図1は、本発明の光制御多層膜構造体の断面構成を示す概念図である。また、
図2は、本発明の光制御多層膜構造体の断面構成および作用を示す概念図である。これらに図示するように本光制御多層膜構造体10は、一対の透明基板1、1の対向面の一方に紫外線吸収層3(以下、「紫外光吸収層」ともいう。)と透明電極層2とが積層配置し、もう一方の対向面に透明電極層2のみを配置した構造を有し、これらの間に、可視〜赤外光の反射・透過を制御して可逆的な発色または消色の可能なエレクトロクロミック層6が設けられていることを、主たる構成とする。
【0016】
図示するように本光制御多層膜構造体10のエレクトロクロミック層6は、可逆的に発色または消色することができる発色層4と、電解質層5との積層構造とすることができる。しかしながらエレクトロクロミック層は、発色層と前記電解質層とが混合された構造としてもよい(図示せず)。
【0017】
本発明の光制御多層膜構造体10はかかる構成を備えるため、その紫外光吸収層3が外側つまり光入射側となるように配置することにより、紫外光吸収層3においてまず人体に有害な紫外光が吸収・遮断され、ついで、可逆的に発色または消色することが可能なエレクトロクロミック層6において可視光および赤外光の反射・透過が制御される。これにより、有害な紫外光が内部に取り込まれることを抑制することができる。

▬▬▬▬▬▬

課題文 A
本文抜粋のうち「本発明の光制御多層膜構造体10はかかる構成を備えるため」で始まる段落を、主な事実を残したまま箇条書きに直せ。
課題文 B
光制御多層膜構造体の説明を、最後の文を受けて書き継げ。

提供リスト
▬▬▬▬▬▬

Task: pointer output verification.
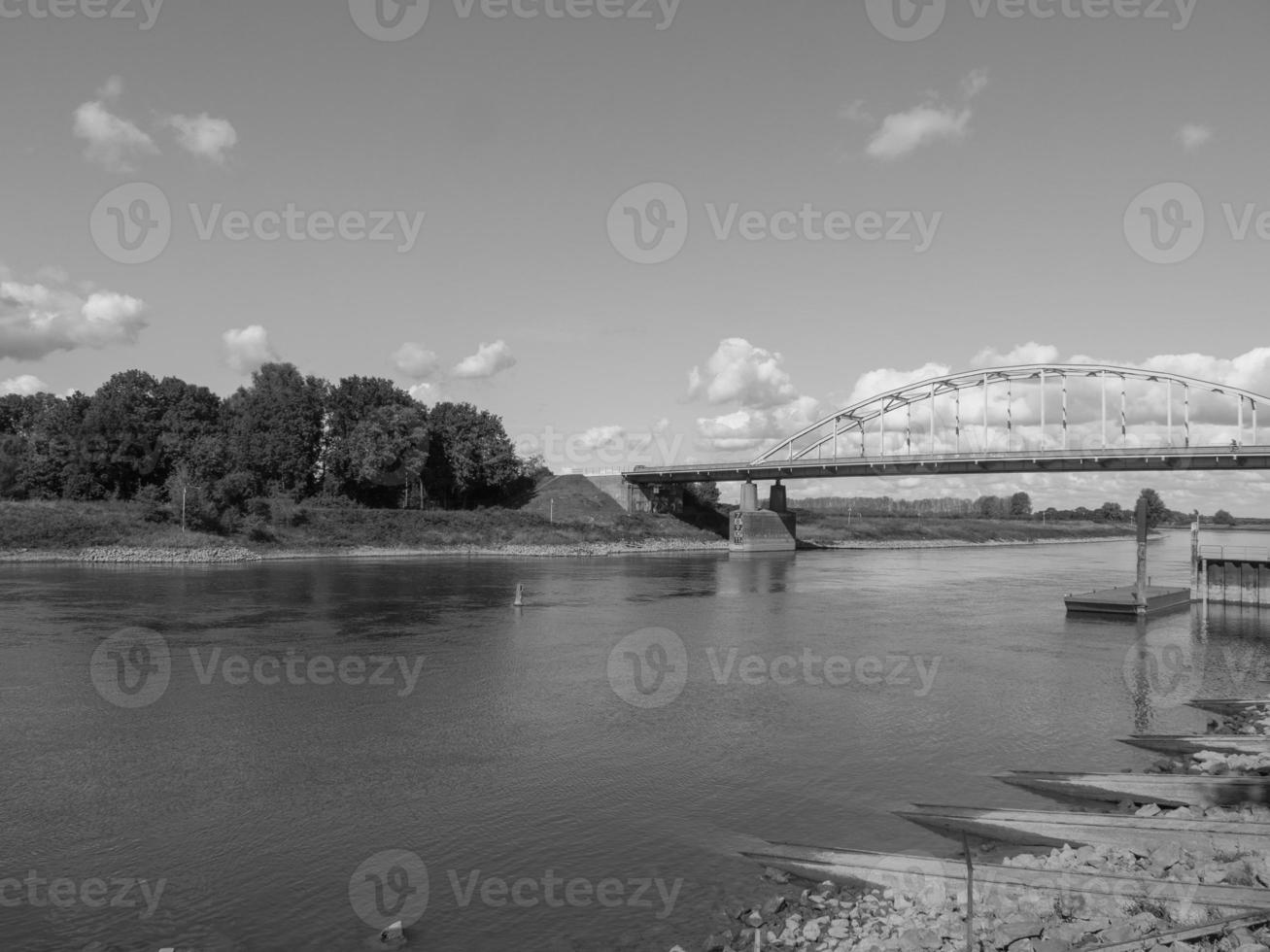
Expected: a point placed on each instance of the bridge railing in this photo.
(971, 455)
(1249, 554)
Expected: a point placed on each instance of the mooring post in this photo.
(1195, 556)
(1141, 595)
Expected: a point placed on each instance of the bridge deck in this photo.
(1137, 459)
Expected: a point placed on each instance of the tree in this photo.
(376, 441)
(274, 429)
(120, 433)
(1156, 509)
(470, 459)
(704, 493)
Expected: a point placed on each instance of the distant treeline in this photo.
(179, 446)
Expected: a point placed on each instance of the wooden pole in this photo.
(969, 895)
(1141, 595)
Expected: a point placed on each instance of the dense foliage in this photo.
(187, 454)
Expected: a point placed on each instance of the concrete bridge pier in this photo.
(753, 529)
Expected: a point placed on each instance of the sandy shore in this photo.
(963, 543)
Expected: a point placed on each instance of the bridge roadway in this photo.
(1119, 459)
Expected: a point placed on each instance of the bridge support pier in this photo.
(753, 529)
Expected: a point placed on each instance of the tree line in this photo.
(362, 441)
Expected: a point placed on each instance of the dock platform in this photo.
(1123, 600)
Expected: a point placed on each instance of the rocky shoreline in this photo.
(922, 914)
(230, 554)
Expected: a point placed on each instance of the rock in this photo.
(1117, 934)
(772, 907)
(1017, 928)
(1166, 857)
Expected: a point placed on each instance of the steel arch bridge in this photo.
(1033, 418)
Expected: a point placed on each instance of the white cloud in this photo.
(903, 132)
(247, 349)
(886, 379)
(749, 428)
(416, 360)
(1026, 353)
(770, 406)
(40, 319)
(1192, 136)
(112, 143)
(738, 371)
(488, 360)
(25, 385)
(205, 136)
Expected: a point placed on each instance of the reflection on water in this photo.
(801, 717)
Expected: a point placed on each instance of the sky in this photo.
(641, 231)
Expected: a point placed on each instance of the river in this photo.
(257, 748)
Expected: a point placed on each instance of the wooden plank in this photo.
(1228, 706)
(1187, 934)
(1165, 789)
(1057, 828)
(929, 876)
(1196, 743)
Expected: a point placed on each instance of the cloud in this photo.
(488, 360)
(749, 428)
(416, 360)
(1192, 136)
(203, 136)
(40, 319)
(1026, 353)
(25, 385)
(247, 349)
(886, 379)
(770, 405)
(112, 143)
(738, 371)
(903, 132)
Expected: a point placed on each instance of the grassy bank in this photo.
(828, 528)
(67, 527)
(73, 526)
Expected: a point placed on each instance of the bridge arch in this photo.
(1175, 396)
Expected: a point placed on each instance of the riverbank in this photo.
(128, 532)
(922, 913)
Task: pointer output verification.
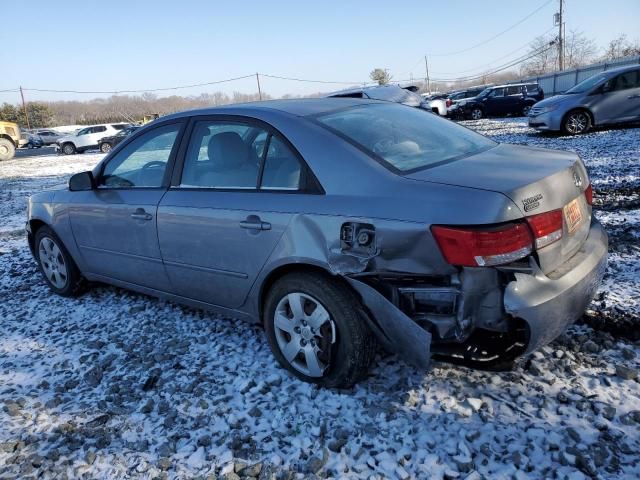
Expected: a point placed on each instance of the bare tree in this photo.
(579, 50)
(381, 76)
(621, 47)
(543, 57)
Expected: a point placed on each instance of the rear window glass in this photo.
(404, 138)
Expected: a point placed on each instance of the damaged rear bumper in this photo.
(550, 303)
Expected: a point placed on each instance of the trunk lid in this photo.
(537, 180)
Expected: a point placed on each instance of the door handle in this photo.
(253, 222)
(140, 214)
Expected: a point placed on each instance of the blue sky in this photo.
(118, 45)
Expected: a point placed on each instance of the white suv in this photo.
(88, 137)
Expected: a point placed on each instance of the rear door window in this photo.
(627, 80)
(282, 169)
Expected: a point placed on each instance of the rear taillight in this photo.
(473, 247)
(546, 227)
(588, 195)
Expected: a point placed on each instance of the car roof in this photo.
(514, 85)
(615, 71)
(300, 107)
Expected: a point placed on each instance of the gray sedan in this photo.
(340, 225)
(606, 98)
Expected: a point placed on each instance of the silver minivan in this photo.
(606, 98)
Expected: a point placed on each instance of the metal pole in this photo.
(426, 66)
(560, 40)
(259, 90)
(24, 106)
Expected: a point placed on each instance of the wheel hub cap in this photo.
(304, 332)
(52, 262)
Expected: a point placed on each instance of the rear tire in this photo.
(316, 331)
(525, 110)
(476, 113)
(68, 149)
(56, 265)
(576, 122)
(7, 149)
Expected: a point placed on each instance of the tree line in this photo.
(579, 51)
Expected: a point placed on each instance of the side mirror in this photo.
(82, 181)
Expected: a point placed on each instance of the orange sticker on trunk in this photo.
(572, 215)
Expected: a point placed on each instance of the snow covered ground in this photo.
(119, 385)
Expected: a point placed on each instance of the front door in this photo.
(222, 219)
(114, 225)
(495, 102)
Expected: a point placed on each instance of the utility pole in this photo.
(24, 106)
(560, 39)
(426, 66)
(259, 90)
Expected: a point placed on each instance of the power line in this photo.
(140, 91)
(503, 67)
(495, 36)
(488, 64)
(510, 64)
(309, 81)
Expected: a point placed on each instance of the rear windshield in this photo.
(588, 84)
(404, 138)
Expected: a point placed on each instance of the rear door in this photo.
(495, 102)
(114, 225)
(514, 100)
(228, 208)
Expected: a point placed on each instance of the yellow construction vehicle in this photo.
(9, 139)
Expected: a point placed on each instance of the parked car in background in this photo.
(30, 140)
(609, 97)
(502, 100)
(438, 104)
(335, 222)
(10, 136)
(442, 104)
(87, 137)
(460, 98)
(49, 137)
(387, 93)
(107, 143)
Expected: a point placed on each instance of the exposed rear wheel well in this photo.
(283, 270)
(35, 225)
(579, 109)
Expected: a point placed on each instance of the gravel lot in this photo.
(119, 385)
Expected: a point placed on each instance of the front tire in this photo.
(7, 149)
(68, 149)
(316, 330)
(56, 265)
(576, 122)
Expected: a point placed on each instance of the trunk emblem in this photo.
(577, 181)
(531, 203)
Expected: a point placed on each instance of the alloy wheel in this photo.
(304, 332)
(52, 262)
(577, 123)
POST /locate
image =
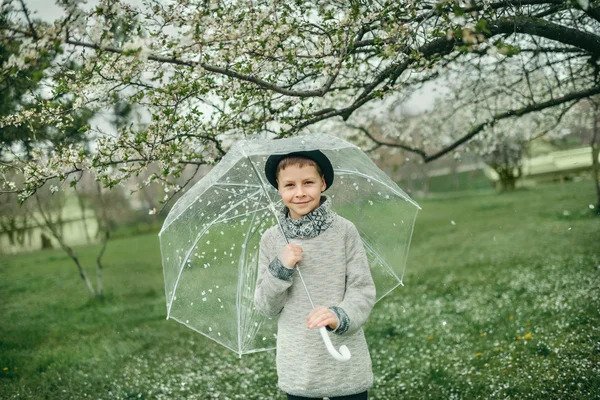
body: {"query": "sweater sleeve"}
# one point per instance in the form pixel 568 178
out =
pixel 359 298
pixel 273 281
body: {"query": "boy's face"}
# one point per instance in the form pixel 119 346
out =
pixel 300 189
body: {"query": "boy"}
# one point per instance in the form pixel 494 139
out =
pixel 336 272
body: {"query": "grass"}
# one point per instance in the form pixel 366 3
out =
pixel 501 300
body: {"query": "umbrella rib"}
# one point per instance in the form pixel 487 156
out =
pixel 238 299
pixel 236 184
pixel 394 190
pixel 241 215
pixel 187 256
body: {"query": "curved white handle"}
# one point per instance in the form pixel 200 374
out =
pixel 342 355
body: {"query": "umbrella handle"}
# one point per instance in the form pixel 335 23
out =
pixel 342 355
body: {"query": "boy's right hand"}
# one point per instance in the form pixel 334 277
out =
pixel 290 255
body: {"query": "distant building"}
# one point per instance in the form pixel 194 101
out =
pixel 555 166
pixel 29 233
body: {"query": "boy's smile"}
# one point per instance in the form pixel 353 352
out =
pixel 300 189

▬▬▬▬▬▬

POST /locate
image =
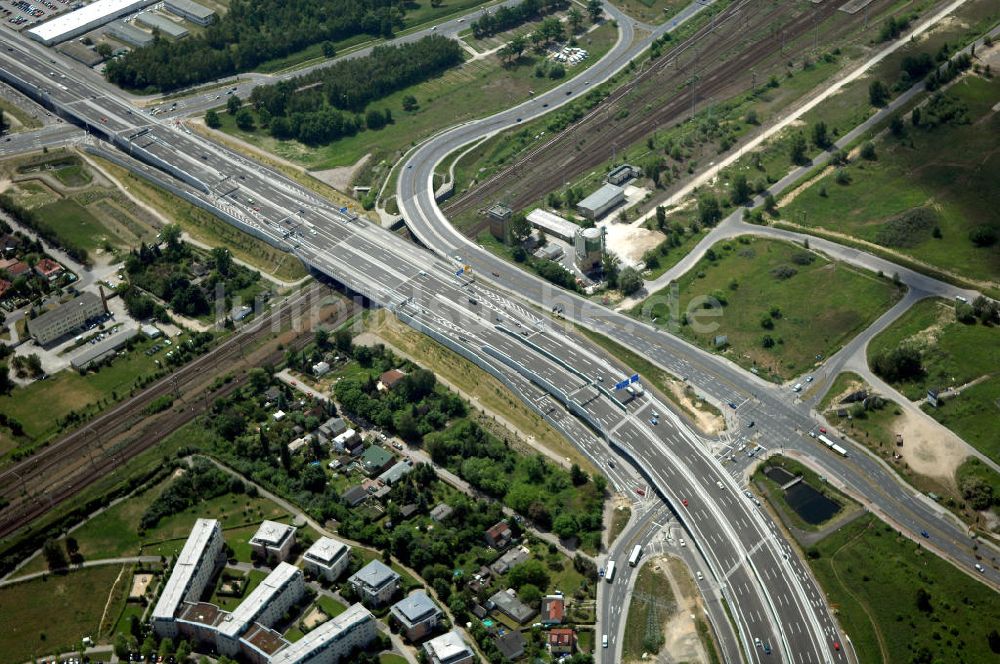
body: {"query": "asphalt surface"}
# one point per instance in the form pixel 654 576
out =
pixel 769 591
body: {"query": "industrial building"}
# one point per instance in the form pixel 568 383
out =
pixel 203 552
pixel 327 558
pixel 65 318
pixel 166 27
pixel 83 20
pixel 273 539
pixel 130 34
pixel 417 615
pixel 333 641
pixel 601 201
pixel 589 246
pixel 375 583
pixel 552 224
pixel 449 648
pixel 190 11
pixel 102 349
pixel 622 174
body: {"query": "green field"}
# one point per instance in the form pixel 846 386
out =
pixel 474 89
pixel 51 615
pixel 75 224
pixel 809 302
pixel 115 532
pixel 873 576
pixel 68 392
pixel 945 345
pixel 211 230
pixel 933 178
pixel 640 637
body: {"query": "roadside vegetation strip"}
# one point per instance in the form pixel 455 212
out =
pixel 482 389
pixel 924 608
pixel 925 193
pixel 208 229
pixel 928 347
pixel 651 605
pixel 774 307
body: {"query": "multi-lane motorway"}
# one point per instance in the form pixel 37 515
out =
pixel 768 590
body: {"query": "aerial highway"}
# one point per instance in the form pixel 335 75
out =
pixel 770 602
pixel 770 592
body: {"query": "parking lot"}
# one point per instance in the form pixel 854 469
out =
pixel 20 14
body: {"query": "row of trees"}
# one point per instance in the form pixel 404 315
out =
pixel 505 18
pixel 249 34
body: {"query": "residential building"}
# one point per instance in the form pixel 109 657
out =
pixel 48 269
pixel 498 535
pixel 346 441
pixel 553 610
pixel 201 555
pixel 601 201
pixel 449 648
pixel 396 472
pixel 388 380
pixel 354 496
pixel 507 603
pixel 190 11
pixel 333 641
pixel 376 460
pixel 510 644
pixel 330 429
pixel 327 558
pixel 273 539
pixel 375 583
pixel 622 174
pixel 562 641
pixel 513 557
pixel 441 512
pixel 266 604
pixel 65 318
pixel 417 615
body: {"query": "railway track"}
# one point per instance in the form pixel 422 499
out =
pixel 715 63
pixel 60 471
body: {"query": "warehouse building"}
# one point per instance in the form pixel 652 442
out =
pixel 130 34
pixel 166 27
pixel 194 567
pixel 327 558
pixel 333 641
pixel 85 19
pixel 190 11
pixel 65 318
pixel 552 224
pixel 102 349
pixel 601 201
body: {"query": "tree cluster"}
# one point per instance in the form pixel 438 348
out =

▬▬▬▬▬▬

解答 A
- 紫外光吸収層3を外側、つまり光入射側になるよう配置する。
- まず紫外光吸収層3で、人体に有害な紫外光が吸収・遮断される。
- 次に、可逆的に発色または消色できるエレクトロクロミック層6で、可視光と赤外光の反射・透過が制御される。
- これにより、有害な紫外光が内部に取り込まれるのを抑えられる。

解答 B
【0018】
また、本発明の光制御多層膜構造体10は、エレクトロクロミック層6による可視光の反射・透過制御により、明るさ、暗さを任意に制御できる電子ブラインドとしての機能を発揮することができる。さらには、エレクトロクロミック層6により赤外光すなわち熱エネルギーの反射・透過を制御することもできる。
【0019】
また、本発明の光制御多層膜構造体10は、太陽光の熱入射を制御する一方で、外部の視界を確保できるブラインドの役目も果たす。エレクトロクロミック層6により、可視光領域における反射・透過も制御制御可能だからである。すなわち本発明によれば、紫外−可視−赤外の広範囲波長域にわたる、多機能的な調光特性を提供することができる。
【0020】
本発明光制御多層膜構造体10の紫外線吸収層3としては、紫外線吸収特性を有する金属酸化物を用いるものとすることができ、特に無機酸化物、たとえば酸化亜鉛、酸化チタン、酸化セリウム、あるいは酸化鉄などを好適に用いることができる。
【0021】
また、エレクトロクロミック層6を構成する発色層4としては、無機酸化物かまたは該無機酸化物の多孔質体に有機エレクトロクロミック色素を吸着させた構造体を用いるものとすることができる。この無機酸化物としてはたとえば、酸化タングステン、プルシアンブルー、酸化ニッケル、または酸化イリジウムを好適に用いることができる。
【0022】
また、エレクトロクロミック層6を構成する電解質層5としては、電解質溶液、ゲル状電解質、または固体電解質のいずれかを、好適に用いることができる。
【0023】
また、透明電極層2としては、透明性と導電性を有する金属酸化物、または透明導電性高分子材料から選択するものとすることができる。金属酸化物としてはたとえば、酸化インジウムスズ、酸化スズ、または酸化亜鉛を好適に用いることができる。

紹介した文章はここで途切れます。